(Entries from a dataset)
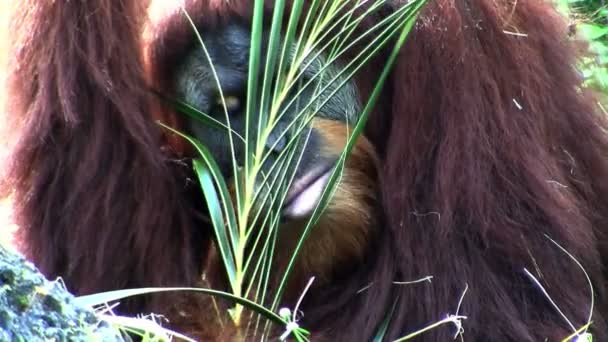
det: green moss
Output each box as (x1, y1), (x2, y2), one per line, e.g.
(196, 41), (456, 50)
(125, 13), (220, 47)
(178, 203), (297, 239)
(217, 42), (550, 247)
(0, 246), (123, 342)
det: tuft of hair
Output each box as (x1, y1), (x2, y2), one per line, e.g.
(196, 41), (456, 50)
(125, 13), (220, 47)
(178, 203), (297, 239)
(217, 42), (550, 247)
(1, 0), (207, 312)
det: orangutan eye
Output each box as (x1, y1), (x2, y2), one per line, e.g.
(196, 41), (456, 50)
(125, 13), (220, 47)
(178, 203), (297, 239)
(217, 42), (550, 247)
(215, 95), (242, 114)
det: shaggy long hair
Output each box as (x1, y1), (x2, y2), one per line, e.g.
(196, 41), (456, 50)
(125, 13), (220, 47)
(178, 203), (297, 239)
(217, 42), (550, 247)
(8, 0), (608, 342)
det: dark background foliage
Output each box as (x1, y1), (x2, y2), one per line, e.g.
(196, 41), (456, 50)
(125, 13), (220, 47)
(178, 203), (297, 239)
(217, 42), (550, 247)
(558, 0), (608, 93)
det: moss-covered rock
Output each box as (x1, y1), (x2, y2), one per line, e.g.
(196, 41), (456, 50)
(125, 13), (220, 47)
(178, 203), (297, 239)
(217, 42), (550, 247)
(0, 246), (123, 342)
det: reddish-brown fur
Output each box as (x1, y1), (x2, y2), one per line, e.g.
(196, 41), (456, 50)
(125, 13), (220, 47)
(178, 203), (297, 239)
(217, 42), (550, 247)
(3, 0), (608, 342)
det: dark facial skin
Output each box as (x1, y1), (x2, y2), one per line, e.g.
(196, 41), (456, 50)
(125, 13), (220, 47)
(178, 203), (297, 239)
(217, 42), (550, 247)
(175, 24), (359, 203)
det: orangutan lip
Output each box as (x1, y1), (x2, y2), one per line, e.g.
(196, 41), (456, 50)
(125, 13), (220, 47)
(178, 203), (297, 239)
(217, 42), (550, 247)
(283, 165), (333, 218)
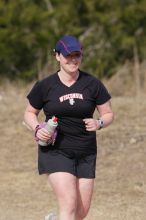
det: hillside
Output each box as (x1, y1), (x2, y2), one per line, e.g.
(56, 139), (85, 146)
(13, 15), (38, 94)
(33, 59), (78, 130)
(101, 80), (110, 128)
(0, 83), (146, 220)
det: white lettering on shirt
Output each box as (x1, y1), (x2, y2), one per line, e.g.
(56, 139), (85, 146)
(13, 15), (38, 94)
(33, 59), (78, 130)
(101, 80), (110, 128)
(59, 93), (83, 102)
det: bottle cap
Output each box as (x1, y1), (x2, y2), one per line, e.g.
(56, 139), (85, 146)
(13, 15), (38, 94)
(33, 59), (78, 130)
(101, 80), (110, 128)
(52, 116), (58, 122)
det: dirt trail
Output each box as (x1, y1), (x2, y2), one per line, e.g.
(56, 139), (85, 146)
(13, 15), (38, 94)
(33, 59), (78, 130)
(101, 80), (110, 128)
(0, 83), (146, 220)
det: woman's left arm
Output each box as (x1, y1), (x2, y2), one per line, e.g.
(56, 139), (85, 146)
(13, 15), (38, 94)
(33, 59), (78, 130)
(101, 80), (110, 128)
(83, 101), (114, 131)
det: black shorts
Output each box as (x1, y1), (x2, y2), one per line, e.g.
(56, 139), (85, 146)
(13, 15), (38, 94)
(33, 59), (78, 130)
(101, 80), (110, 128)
(38, 147), (96, 179)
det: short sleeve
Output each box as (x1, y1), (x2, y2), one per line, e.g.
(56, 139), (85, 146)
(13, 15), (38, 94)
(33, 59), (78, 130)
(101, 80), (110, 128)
(27, 81), (44, 110)
(96, 80), (111, 105)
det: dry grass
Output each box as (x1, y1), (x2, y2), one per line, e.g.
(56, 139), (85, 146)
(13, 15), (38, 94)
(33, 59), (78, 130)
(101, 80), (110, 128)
(0, 81), (146, 220)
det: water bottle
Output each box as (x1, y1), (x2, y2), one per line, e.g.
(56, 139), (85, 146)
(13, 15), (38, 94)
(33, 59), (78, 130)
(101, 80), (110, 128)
(38, 116), (58, 146)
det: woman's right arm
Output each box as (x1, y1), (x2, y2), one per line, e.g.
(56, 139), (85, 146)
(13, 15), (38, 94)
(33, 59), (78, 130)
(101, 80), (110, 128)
(24, 103), (51, 142)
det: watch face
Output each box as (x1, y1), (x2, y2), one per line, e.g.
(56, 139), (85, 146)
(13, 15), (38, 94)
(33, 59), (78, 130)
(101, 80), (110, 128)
(97, 119), (104, 130)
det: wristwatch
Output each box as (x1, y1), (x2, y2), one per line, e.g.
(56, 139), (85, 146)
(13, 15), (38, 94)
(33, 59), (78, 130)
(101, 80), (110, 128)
(97, 118), (104, 130)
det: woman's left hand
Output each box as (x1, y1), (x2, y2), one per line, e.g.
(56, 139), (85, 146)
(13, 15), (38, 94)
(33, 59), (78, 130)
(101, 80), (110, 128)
(83, 118), (98, 131)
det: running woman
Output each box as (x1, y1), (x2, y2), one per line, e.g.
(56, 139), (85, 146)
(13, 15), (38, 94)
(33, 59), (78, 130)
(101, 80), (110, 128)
(24, 36), (113, 220)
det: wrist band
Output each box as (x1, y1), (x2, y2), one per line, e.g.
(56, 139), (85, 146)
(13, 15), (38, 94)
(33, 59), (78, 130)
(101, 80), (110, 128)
(34, 123), (45, 141)
(97, 118), (104, 130)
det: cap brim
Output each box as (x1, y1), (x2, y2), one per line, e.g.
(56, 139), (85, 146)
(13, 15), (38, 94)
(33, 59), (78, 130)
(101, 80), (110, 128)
(60, 47), (82, 57)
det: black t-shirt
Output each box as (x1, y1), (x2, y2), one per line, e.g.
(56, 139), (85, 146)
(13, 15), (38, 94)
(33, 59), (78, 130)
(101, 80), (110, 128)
(27, 71), (111, 154)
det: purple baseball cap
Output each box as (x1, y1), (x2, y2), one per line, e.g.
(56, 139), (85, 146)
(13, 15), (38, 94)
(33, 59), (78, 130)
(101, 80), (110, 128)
(55, 36), (83, 57)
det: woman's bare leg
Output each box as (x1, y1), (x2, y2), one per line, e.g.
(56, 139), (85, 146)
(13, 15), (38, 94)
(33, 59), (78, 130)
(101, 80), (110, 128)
(49, 172), (77, 220)
(76, 178), (94, 220)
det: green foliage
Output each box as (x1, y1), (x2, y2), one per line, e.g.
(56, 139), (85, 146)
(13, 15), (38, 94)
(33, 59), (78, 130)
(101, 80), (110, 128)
(0, 0), (146, 79)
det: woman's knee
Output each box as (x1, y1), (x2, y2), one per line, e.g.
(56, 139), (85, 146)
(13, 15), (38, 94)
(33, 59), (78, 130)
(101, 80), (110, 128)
(76, 208), (89, 219)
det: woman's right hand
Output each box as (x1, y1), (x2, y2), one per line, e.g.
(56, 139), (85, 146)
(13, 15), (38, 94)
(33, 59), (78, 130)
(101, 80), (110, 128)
(36, 128), (52, 142)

Exercise requirements:
Rewrite the lines between the one holding "det: purple baseball cap" and the one holding "(55, 36), (83, 57)", inclusive, changing "purple" to "navy" and leaving everything else as it is.

Task output:
det: navy baseball cap
Output each box as (x1, y1), (x2, y2), one per line, e.g.
(56, 139), (85, 146)
(13, 15), (38, 94)
(33, 59), (78, 130)
(101, 80), (110, 128)
(55, 36), (83, 57)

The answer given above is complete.